• Exercise details
Render every one of the records below as a row in a two-column CSV with the header input_text,target_output. Place each record's text and its answer in separate quoted fields, replacing line breaks with spaces.

☆ ☆ ☆

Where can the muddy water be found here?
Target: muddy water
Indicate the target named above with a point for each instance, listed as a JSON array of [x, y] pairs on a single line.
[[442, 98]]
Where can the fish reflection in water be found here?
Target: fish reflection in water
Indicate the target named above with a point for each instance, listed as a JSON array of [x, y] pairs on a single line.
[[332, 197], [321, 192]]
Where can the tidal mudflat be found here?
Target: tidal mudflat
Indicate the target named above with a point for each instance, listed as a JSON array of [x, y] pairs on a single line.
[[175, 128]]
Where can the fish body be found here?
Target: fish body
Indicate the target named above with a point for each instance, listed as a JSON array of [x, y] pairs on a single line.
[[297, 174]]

☆ ☆ ☆

• Result
input_text,target_output
"Where can the muddy water be found here? Target: muddy water Indicate the target named above with a point for each instance, listed as a JSON array of [x, y] pairs on a single line.","[[442, 98]]"
"Where can the fish reflection in water be found here? Target: fish reflection in water Indicate the target named above with a point for each instance, listed as a JSON array of [x, y] pairs on a single line.","[[332, 197], [321, 192]]"
"Where can the tidal mudflat be found here? Target: tidal mudflat Indicate the target named above with a point for each instance, listed as a JSON array of [x, y] pairs on a single line.","[[175, 128]]"
"Where can the fish body be found here? Target: fish body Indicate the target named above with a point for each instance, listed as a JSON array of [x, y] pairs on a single line.","[[297, 174]]"